Image point grounding data:
================
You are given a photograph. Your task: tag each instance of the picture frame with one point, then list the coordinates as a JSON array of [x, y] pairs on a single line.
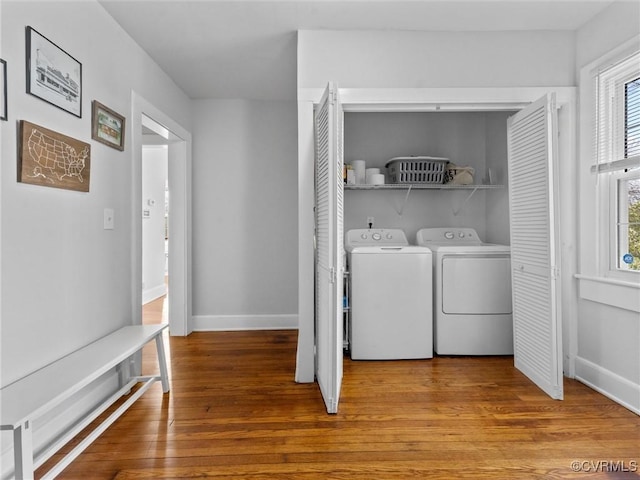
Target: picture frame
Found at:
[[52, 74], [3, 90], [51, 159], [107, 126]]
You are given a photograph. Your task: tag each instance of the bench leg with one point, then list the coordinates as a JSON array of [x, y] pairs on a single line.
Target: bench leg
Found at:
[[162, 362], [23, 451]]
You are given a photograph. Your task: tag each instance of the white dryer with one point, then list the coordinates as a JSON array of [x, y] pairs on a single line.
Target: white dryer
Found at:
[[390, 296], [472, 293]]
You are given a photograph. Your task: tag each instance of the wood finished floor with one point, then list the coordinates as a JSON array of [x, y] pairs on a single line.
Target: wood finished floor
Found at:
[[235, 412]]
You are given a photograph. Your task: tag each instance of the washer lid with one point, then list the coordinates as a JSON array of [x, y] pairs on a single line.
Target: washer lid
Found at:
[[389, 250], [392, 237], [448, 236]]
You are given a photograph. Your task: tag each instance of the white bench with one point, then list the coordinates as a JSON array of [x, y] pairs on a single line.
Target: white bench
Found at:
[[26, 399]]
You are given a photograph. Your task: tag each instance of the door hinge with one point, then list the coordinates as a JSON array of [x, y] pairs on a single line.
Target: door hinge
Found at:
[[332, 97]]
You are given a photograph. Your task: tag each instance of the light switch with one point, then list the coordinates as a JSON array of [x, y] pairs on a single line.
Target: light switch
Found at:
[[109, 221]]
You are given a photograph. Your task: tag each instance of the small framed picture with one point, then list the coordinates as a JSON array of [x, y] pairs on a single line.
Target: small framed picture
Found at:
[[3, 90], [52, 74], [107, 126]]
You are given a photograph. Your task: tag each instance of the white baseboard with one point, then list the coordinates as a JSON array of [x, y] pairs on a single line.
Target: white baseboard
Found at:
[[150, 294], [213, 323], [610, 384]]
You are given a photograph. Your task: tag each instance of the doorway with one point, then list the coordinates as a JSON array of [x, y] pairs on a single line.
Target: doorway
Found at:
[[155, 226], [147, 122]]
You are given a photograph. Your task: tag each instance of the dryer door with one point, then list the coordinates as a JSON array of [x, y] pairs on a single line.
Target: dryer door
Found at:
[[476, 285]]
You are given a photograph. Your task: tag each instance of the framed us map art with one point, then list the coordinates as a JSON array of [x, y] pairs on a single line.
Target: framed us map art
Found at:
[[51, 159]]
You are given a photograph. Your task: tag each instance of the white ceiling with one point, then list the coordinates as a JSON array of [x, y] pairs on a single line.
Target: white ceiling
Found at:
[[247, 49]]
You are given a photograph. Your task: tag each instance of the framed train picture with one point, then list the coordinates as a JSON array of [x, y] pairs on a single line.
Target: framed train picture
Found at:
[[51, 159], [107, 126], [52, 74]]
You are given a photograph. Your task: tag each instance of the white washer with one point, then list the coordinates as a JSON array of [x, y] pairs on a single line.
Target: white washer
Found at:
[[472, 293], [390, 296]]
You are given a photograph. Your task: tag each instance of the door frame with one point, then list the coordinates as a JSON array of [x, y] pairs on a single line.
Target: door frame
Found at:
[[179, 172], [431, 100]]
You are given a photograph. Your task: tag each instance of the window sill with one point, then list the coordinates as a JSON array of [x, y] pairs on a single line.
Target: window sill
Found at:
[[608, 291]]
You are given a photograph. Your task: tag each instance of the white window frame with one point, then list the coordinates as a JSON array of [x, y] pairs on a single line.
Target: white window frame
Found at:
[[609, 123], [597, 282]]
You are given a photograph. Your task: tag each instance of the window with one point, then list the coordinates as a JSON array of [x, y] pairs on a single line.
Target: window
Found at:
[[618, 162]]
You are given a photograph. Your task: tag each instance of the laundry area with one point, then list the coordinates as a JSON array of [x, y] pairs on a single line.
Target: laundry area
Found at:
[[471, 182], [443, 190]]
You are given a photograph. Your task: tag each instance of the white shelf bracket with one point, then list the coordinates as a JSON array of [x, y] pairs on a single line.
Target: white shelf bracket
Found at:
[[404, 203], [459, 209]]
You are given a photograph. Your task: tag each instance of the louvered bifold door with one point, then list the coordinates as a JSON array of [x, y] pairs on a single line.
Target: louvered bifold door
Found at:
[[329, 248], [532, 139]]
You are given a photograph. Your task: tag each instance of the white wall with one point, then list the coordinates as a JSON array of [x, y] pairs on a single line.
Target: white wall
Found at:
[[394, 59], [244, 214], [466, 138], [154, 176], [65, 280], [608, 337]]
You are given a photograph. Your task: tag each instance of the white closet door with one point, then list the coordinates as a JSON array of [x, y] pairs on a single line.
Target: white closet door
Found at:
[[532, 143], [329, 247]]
================
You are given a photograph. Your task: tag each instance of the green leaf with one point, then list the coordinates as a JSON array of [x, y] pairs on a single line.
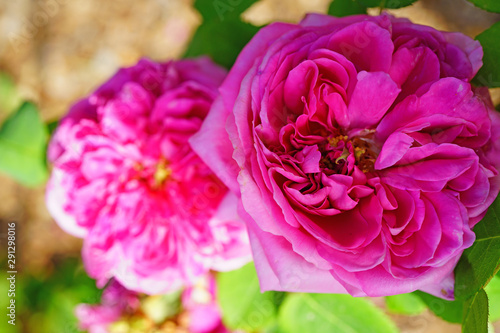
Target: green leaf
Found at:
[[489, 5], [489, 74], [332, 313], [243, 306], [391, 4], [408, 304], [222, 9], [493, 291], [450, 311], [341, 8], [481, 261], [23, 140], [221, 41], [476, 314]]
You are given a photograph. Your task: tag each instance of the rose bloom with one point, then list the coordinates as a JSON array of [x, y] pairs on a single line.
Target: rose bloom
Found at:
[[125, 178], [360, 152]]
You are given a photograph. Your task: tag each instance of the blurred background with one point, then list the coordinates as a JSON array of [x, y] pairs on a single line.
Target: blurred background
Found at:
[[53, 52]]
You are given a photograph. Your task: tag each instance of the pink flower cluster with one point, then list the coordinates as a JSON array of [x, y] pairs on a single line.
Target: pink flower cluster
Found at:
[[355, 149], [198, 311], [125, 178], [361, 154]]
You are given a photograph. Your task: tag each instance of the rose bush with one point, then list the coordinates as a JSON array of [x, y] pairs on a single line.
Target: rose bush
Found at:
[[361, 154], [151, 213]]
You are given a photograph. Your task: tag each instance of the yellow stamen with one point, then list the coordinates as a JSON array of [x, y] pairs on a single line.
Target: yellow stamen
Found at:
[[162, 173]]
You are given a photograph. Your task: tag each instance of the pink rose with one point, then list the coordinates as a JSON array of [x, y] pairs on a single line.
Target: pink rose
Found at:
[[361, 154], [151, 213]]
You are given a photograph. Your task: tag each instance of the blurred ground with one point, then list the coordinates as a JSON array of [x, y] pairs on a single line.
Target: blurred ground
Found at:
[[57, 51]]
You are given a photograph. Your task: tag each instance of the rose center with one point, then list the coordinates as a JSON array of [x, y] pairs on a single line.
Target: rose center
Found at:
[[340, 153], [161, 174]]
================
▶ _Work instructions_
Copy each line of the entries that includes the word "blurred".

▶ _Written reply_
You are given a photograph. Your task: tag each instance of the blurred background with one point, then list the coordinates as a JSON array of [x, y] pairs on a single line.
Target: blurred background
You are given a photograph. Your task: tag each instance of the blurred ground with one point, then list the coordinates as a JSON array of [x, y] pairs on a single line.
Target: blurred ground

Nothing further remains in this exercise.